[Outline labeling records]
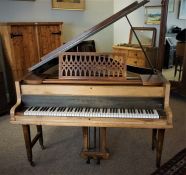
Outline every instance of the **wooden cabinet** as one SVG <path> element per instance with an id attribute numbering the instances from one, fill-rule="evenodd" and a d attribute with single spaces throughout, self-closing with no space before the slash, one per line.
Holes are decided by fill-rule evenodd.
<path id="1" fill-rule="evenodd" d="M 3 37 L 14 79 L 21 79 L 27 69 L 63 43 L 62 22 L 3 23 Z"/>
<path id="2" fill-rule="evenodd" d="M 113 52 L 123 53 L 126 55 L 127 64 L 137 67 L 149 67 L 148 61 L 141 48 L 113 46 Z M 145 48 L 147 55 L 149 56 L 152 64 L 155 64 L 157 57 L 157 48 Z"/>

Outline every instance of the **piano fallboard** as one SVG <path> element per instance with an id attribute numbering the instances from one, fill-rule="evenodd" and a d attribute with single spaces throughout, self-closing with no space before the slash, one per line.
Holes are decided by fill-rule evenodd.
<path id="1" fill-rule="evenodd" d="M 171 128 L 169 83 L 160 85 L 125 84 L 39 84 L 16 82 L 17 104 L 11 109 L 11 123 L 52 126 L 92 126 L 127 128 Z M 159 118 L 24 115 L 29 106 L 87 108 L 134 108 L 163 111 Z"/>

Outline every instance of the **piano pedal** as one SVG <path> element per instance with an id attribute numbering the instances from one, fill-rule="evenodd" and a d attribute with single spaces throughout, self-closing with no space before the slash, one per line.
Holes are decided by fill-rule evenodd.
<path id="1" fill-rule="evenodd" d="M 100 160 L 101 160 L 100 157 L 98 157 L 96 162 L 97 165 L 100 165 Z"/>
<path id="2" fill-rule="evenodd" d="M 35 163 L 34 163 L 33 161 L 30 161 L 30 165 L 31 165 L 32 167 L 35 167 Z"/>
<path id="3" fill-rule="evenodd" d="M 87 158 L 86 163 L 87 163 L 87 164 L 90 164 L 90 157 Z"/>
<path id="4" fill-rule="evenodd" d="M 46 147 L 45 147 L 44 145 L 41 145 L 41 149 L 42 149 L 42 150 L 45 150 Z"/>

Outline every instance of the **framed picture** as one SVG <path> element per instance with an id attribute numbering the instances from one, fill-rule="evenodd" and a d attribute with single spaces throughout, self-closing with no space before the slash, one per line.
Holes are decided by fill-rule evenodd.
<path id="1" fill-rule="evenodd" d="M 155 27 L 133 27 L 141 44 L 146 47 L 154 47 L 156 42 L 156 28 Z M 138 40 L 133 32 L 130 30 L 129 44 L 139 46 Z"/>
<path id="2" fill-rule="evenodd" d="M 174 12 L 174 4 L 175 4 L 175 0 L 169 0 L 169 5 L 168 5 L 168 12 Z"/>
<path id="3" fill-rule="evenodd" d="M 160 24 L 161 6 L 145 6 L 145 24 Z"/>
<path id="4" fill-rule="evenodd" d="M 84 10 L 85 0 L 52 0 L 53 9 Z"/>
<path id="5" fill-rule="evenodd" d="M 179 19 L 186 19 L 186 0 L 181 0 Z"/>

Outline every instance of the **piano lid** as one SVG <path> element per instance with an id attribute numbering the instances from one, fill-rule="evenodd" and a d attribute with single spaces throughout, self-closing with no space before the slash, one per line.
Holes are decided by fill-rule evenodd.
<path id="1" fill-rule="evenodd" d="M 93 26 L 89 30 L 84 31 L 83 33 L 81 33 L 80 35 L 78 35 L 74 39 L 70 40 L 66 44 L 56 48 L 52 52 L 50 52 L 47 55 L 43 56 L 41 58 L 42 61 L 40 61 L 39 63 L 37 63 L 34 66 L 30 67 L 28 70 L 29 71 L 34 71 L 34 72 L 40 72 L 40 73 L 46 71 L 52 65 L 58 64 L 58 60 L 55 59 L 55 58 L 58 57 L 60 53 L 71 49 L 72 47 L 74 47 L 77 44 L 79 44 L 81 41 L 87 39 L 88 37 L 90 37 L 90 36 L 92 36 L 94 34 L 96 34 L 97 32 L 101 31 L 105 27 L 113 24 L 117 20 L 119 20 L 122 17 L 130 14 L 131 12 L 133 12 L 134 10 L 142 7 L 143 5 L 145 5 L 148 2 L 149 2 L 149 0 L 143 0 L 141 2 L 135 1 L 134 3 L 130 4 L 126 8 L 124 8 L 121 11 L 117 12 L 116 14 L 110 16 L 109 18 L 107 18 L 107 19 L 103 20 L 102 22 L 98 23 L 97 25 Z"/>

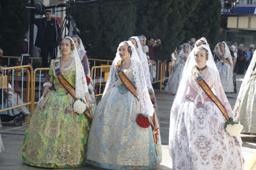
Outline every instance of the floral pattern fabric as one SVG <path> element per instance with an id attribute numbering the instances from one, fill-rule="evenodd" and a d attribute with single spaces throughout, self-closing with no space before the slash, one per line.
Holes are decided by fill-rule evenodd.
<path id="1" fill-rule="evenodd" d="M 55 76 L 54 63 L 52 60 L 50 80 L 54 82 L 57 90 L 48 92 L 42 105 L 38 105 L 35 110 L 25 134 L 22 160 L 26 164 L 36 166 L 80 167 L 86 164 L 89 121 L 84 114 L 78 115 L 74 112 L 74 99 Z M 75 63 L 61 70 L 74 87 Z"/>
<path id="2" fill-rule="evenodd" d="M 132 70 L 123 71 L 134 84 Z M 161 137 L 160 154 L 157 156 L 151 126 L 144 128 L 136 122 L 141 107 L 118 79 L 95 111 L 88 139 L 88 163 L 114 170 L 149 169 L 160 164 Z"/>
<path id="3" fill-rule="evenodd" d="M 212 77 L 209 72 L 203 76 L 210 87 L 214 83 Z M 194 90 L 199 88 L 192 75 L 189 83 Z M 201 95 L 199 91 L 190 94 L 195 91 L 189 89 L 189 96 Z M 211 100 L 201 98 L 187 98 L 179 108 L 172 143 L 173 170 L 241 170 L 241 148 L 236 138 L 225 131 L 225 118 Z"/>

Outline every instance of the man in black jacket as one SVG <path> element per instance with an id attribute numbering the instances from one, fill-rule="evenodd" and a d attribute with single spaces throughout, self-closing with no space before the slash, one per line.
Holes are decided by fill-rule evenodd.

:: Task instructions ::
Reproduce, without any change, the part of the records above that opens with the line containing "Outline every instance of the **piano pedal**" and closes with the line containing "46 147 L 45", both lines included.

:: Result of this exercise ::
Outline every instance of the **piano pedal** as one SVG <path> element per instance with an id attribute numbering the instances from one, fill-rule="evenodd" and a d attribute with single spaces throughout, self-closing with no space before the slash, one per line.
Holes are decided by fill-rule evenodd.
<path id="1" fill-rule="evenodd" d="M 100 160 L 101 160 L 100 157 L 98 157 L 96 162 L 97 165 L 100 165 Z"/>
<path id="2" fill-rule="evenodd" d="M 35 163 L 34 163 L 33 161 L 30 161 L 30 165 L 31 165 L 32 167 L 35 167 Z"/>
<path id="3" fill-rule="evenodd" d="M 87 158 L 86 163 L 87 163 L 87 164 L 90 164 L 90 157 Z"/>
<path id="4" fill-rule="evenodd" d="M 46 147 L 45 147 L 44 145 L 41 145 L 41 149 L 42 149 L 42 150 L 45 150 Z"/>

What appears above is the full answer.